■ **Exercise instructions**: Each record below should be returned exactly, with its pictures left out.

=-=-=

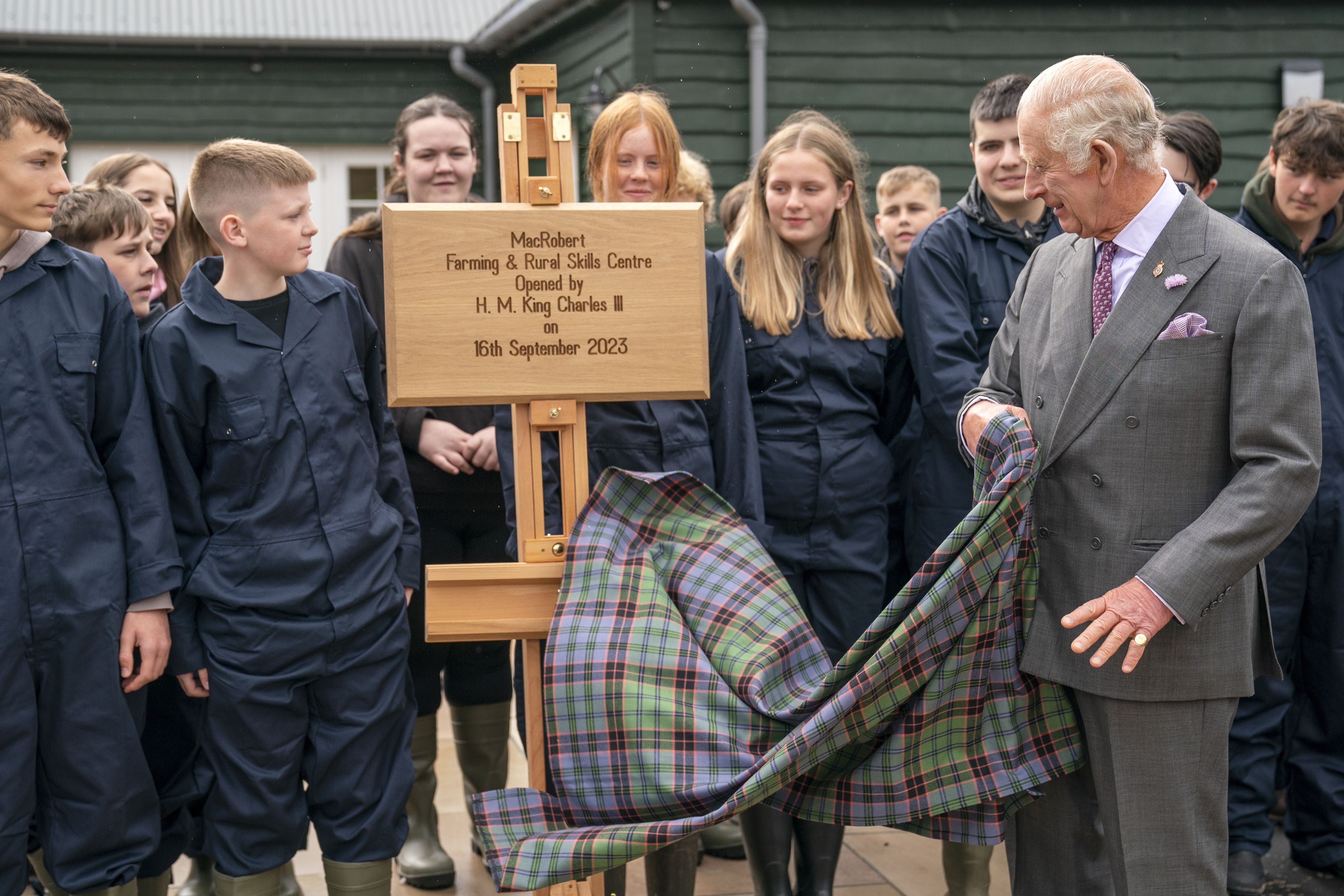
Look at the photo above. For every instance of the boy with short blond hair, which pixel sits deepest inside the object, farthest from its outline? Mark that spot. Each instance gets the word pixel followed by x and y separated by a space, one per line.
pixel 1296 206
pixel 85 534
pixel 909 199
pixel 115 226
pixel 295 516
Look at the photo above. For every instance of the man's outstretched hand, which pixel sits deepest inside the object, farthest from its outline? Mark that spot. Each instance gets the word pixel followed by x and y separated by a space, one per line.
pixel 978 418
pixel 1124 612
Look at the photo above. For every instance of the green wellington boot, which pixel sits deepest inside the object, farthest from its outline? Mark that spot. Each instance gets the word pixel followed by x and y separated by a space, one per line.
pixel 423 862
pixel 201 882
pixel 482 739
pixel 154 886
pixel 358 879
pixel 268 883
pixel 967 868
pixel 53 890
pixel 288 882
pixel 724 840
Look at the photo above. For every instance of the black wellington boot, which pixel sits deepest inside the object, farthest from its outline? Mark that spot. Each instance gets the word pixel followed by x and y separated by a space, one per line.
pixel 671 871
pixel 768 837
pixel 818 858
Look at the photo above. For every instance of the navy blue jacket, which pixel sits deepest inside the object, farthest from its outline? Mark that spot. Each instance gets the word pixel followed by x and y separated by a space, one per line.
pixel 826 410
pixel 79 471
pixel 957 281
pixel 285 475
pixel 1324 279
pixel 713 440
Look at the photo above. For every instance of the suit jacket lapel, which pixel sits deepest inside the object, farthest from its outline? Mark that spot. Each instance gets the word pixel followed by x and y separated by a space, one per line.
pixel 1070 314
pixel 1140 315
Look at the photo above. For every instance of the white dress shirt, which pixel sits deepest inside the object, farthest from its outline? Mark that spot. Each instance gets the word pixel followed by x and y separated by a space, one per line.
pixel 1132 246
pixel 1138 238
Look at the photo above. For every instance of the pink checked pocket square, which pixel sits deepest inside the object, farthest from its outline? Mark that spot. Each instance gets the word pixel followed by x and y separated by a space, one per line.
pixel 1185 327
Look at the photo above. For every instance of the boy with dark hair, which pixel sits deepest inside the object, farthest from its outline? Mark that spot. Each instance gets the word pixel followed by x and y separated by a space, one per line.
pixel 115 226
pixel 1194 152
pixel 295 516
pixel 959 276
pixel 85 531
pixel 1295 205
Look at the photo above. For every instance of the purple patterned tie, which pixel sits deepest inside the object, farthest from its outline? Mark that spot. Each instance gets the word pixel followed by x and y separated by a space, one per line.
pixel 1101 285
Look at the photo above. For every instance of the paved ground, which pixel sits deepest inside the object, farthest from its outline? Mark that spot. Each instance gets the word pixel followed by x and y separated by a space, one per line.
pixel 877 862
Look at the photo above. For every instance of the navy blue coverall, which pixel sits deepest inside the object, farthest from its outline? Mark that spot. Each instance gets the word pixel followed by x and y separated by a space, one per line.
pixel 826 410
pixel 957 281
pixel 295 518
pixel 714 440
pixel 85 531
pixel 1301 718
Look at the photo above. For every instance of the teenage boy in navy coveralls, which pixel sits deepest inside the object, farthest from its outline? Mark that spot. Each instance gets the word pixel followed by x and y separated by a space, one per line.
pixel 295 516
pixel 85 534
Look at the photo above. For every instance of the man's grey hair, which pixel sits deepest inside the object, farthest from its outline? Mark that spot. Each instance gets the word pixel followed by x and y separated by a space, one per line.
pixel 1086 99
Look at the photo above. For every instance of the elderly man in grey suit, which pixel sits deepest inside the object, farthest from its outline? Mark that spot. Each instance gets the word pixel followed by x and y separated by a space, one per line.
pixel 1164 361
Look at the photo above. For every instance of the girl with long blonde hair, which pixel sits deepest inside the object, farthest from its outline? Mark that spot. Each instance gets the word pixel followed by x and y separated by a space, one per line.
pixel 831 386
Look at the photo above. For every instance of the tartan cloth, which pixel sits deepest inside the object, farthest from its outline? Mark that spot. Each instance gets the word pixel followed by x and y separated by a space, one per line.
pixel 683 684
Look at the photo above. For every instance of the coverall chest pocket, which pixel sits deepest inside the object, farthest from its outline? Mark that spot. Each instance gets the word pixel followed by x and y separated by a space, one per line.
pixel 238 441
pixel 871 371
pixel 77 354
pixel 355 379
pixel 762 365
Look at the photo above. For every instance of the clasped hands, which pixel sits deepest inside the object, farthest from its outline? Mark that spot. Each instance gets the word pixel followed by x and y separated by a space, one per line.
pixel 1124 612
pixel 455 452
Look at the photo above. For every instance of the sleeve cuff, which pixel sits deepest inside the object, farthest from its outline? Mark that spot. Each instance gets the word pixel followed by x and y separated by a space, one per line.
pixel 1158 596
pixel 154 580
pixel 158 602
pixel 962 439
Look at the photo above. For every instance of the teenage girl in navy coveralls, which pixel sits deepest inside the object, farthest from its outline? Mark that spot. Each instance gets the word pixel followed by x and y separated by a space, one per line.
pixel 456 484
pixel 830 386
pixel 634 156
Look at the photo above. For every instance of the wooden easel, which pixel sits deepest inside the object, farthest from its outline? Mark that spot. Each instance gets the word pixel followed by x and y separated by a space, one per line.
pixel 496 602
pixel 544 304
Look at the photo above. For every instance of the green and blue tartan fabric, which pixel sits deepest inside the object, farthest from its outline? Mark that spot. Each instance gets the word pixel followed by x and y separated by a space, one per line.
pixel 685 684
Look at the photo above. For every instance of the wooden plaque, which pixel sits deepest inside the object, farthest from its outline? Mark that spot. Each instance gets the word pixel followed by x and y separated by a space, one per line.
pixel 503 304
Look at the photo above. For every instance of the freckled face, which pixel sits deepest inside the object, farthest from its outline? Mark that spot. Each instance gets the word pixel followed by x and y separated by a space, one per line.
pixel 640 175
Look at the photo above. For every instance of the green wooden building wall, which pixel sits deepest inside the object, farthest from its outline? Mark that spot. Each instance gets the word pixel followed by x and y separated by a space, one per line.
pixel 901 76
pixel 189 96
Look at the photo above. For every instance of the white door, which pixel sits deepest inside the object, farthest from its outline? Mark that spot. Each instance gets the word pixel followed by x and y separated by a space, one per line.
pixel 350 179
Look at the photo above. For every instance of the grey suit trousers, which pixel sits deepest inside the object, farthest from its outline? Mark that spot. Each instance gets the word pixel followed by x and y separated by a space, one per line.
pixel 1147 816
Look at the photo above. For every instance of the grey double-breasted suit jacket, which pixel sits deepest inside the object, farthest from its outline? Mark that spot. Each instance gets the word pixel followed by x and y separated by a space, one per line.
pixel 1182 461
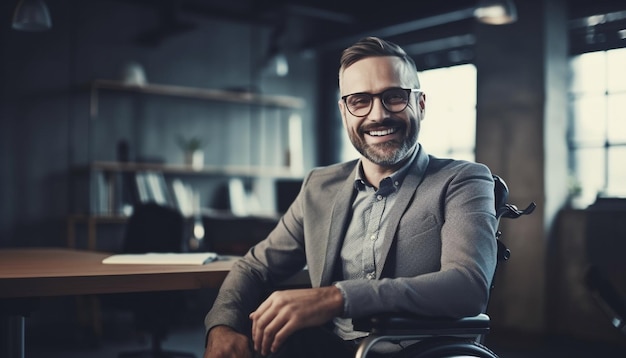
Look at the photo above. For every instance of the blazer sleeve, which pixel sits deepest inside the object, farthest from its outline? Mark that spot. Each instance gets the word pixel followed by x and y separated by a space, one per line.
pixel 256 274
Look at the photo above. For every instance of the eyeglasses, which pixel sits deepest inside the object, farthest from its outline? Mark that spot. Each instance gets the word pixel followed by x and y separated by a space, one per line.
pixel 394 100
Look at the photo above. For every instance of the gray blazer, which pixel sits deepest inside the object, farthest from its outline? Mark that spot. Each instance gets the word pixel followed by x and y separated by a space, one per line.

=-=-=

■ **Written response**:
Look at the photo above. For every instance of the boy with short blond hair, which pixel sits deepest inside the object, farthest from its outline? Mark that spot. Each instance gets the word pixel followed by x and y separated by a space, one per line.
pixel 1296 206
pixel 85 534
pixel 909 199
pixel 115 226
pixel 295 516
Look at the photo above. For every instance of the man's outstretched hand, which pixel sits deepest inside the object, farthest from its outline? Mark that spot. Each instance gets the word pixel followed by x and y separated by a space, one per line.
pixel 978 418
pixel 1124 612
Look at the photo above. For every instance of the green wellington boot, which pixel sits deepest inside the object, farthest from its outline? Mark that spot. Each instance gets the word pixel followed by x and y separated by a space, one per line.
pixel 423 862
pixel 201 882
pixel 482 739
pixel 154 886
pixel 358 879
pixel 268 883
pixel 967 868
pixel 53 890
pixel 288 882
pixel 724 840
Look at the photo above. For every instance of the black wellington boot, which pixel sits deepest inside the object, farthest from its outline? Mark that spot. Each instance gets the word pixel followed by x and y separated by a space, one per line.
pixel 671 871
pixel 768 837
pixel 818 858
Look at the photo above. For every instance of the navy blue jacket, which pixel sits deepest inside the object, farthest from its outline? Mark that spot. Each instance gets the word pixel followed by x and y separated by a space, one per line.
pixel 826 410
pixel 79 471
pixel 957 281
pixel 285 475
pixel 1324 279
pixel 713 440
Look at the photo above. For every instance of the suit jacket lapel, which pixel sits deepest inside the object, farthest from its outline? Mark that spot. Each instance gets the word pixel followed by x and y separated by a space, one per line.
pixel 1070 314
pixel 1140 315
Look at the photo above. For every instance of the white dress shirt, which pixel sits deepest inside the object, farthest from its outline? Mark that spot. Each instance gets the word pixel followed by x and y separated by a space, one per line.
pixel 1132 246
pixel 1138 238
Look at the photo above. For every instance of the pink checked pocket square, which pixel sits deepest inside the object, farthest from its outline? Mark that spot. Each instance gets the word pixel followed by x and y separated by a space, one per line.
pixel 1185 327
Look at the photo above. For every instance of the boy with dark hair, which pixel sits deepest inside the object, farthest from its outline? Mark that spot. Each instance gets the word pixel followed by x and y separated by a space, one per line.
pixel 115 226
pixel 1194 152
pixel 295 516
pixel 959 276
pixel 85 531
pixel 1295 205
Look at the photo above. For every instance of the purple patterned tie, which pixel sits deepest inside the object, farthest from its outline? Mark that spot. Each instance gets the word pixel followed by x and y separated by a space, one per line.
pixel 1101 285
Look at the photo above. For every instance of the paved ground, which pixel sits deepest inside the object, farthest from its outline? Mark that spot. Each instance gets the word pixel followed by x and y separated by a space, one per line.
pixel 877 862
Look at the photo above. For every instance of the navy blue coverall, which pixel sits deepest inside the object, farthest from its outline? Mark that spot. Each instance gets the word pixel followed by x and y separated by a space, one per line.
pixel 826 410
pixel 957 281
pixel 295 518
pixel 714 440
pixel 85 531
pixel 1301 718
Look at the photo above. For every instance of the teenage boy in navy coveralls, which pixel sits deepest inside the object, farthest from its outline? Mark that spot. Each instance gets the word pixel followed by x and y separated by a space, one per line.
pixel 295 516
pixel 85 534
Look at the photo above. For every instance of the man's grey hair, which pixel sits deepest inside the object, farthest from its outline? Mark that spot. Each instance gets the word pixel followed by x and y separated by a space, one per line.
pixel 1086 99
Look at the photo above. For every instance of the elderly man in grey suit, which pixel sits deepest inside the object, farthest from its outline? Mark that spot. Each instance gets the word pixel followed by x and y separated by a space, one per line.
pixel 1164 361
Look at the photo above. For every instance of the girl with long blonde hair, which pixel sits deepest inside the object, farthest from its outline? Mark that spot. Each instance gets the word pixel followed by x and y separated by a space, one per line.
pixel 831 386
Look at the photo above. For every instance of the tartan cloth, which pixel sits deepest inside the object, farthest from its outline? Mark that spot. Each instance gets the word pixel followed by x and y separated by a space, one per line.
pixel 683 684
Look at the photo above. For every instance of the coverall chest pocket, which pixel sits deepest inside the object, farthest from its outline? Mark that spot. Each instance gets the word pixel followed by x and y separated by a space, one per line.
pixel 238 441
pixel 871 371
pixel 77 354
pixel 355 379
pixel 762 365
Look at the photo above. For every instance of the clasped hands, which pixel sits deepest inside the object, farthest from its outline? Mark that spot. Each instance gets the word pixel followed by x and y separated by a space, one per line.
pixel 1124 612
pixel 455 452
Look at the photo above. For every instance of the sleeve cuff, which pixel sits deepest inside the object, farthest from its outline? Mark that spot. Each instance gets the word pixel followed by x and y separated by a space, one per line.
pixel 1158 596
pixel 154 580
pixel 158 602
pixel 962 439
Look at the photo above. For every instance of the teenage girl in navy coveralls, which pixel sits deepest inside the object, farthest from its outline? Mark that spot. Each instance gets the word pixel followed by x and y separated by a space, one per line.
pixel 456 484
pixel 830 386
pixel 634 156
Look at the photo above. For every instance of the wooden easel, which pixel sits deepest inside the object, farthest from its outline? Mark that spot. Each instance gets the word pixel followed by x and y separated by a space, one per line.
pixel 496 602
pixel 544 304
Look at the photo above. For every instance of the green and blue tartan fabric, which pixel sits deepest inside the object, farthest from its outline? Mark that spot. Each instance gets the word pixel followed by x and y separated by a space, one per line.
pixel 685 684
Look at the photo above. For every instance of the wooden plaque, which pixel sits deepest inside the object, farthest from its outline? Mark that spot. Each instance gets the word pixel followed by x and y separated by a space, one per line.
pixel 503 304
Look at the photo above. For every instance of the freckled face, which pixel sits deepest inside the object, farthest from its outline? Mark that spot. Each instance gets the word pixel followed by x and y separated by a space, one per line.
pixel 640 175
Look at the photo above. For every instance of the green wooden building wall, which pixel sits deepest inside the object, farthest from its outline? Mark that spot. Each instance gets the word pixel followed by x and y separated by a space, one per line.
pixel 901 76
pixel 189 96
Look at the photo above. For every instance of the white door, which pixel sits deepest inside the object, farthest from its outline? Mark that spot. Each instance gets the word pixel followed by x and y separated by a space, one per line.
pixel 350 179
Look at the photo above. For every instance of the grey suit trousers, which pixel sits deepest inside the object, farthest from its outline? Mark that spot. Each instance gets the word pixel followed by x and y separated by a space, one per line.
pixel 1147 816
Look at the photo above. For every instance of the grey double-breasted suit jacket, which pixel sits deepest inside the object, farthest from its outline? Mark that spot. Each instance gets the word pixel followed by x and y separated by a space, one per line.
pixel 1182 461
Look at the photo above. For every instance of the blazer sleeve, which pixel sits deepest inside the object, farthest from its outline? Mark that spot. Each instance gets the word pixel followed by x and y separated by a space, one per line.
pixel 256 274
Look at the photo above. For every instance of the eyeglasses, which pixel sits deepest inside the object, farthest from its outline? Mark that spot. Each instance gets the word pixel followed by x and y separated by a space, one per line.
pixel 394 100
Look at the photo above. For every instance of the gray blazer, which pixel sits deepest inside the object, farthest from its outline? Mark that spot. Each instance gets the word pixel followed by x and y separated by a space, one per line.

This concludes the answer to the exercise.